▶ **Brano**
○ ○ ○

Un serie di riflessioni da Marsiglia
Oggi nel primo pomeriggio sono uscita per una passeggiata fino al MUCEM, il museo di Marsiglia costruito dentro e vicino al forte Saint Jean, che dà sul mare. In Francia dobbiamo compilare, per uscire, un’attestation de déplacement dérogatoire, facilmente scaricabile da internet; tra les motifs de sortie è possibile scegliere l’opzione “spostamenti brevi, nel limite di un’ora quotidiana e di un raggio massimo di un kilometro intorno al domicilio”, per attività fisica o per una passeggiata. Arrivata alle mura del forte, sul marciapiede che costeggia l’acqua, ho visto una scritta: “naturelle arrogance”, che subito ho (sovra)interpretato come “arroganza naturale”, dandole il senso di “arroganza della natura” (quando invece molto probabilmente il senso della scritta vuole essere, letteralmente, “naturale arroganza”: in linea con i sentimenti dei vissuti marsigliesi). Fresca della visione dei documentari di Herzog, ho dato avvio a una rapida catena di pensieri sulla potenza della natura, e ho incominciato a fotografare tutto ciò che intorno a me era elemento naturale, nel mezzo del porto di Marsiglia.

○ ○ ○

▶ **Dati forniti**
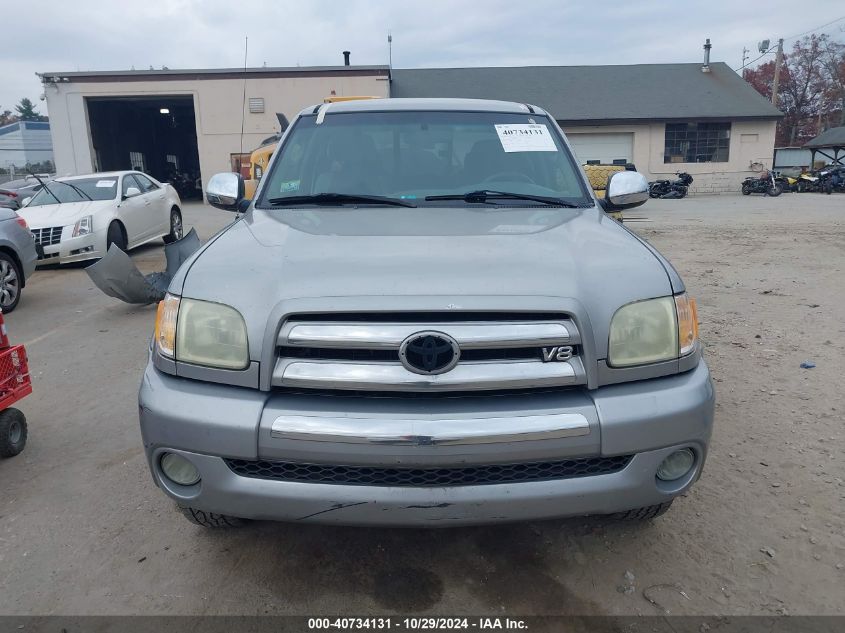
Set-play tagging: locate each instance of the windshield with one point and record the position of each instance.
(77, 190)
(414, 155)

○ ○ ○

▶ **Consegne**
(a) Nel brano sulla passeggiata a Marsiglia, entro quale raggio dal domicilio permette di spostarsi l'opzione scelta tra i motivi di uscita?
(b) Prosegui il brano sulla passeggiata a Marsiglia a partire dalla sua ultima frase.

▶ **Esercizi svolti**
(a) Entro un raggio massimo di un kilometro intorno al domicilio, nel limite di un'ora al giorno.

(b)
Piante con spesse foglie ricoperte da lanugine e piccoli fiori gialli, che crescono rigogliose sulle calde mura del forte, banchi di minuscoli pesci argentati che stanziano vicino alle rocce, ai muretti e alle barche, gabbiani che urlano nel cielo blu. Volevo insomma contemplare e immortalare l’arrogante – quanto ostinato – manifestarsi della natura in città (poche settimane fa, nel mare delle Calanques, a fianco di Marsiglia, si sono avvistate delle balene). Sulla strada del ritorno sono ripassata nello stesso punto per fotografare, infine, la famosa scritta, responsabile di cotante riflessioni ed emozioni. Su quel pezzo di marciapiede era seduto un uomo che pescava. Pochi istanti dopo il signore si è alzato: un pesce aveva abboccato alla sua esca. Velocemente mi sono avvicinata alla scritta, per fotografarla. Al suo fianco ora c’era un grande sacchetto di plastica che si muoveva a scatti, il pescatore vi aveva appena messo dentro il pesce pescato, vivo. Convinto che volessi fotografare il pesce, con un certo orgoglio l’uomo ha estratto l’animale dal sacchetto, che era chiuso con un nodo, e lo ha appoggiato per terra. Io ho filmato tutta la scena, e infine il pesce agonizzante ai piedi delle mura del forte.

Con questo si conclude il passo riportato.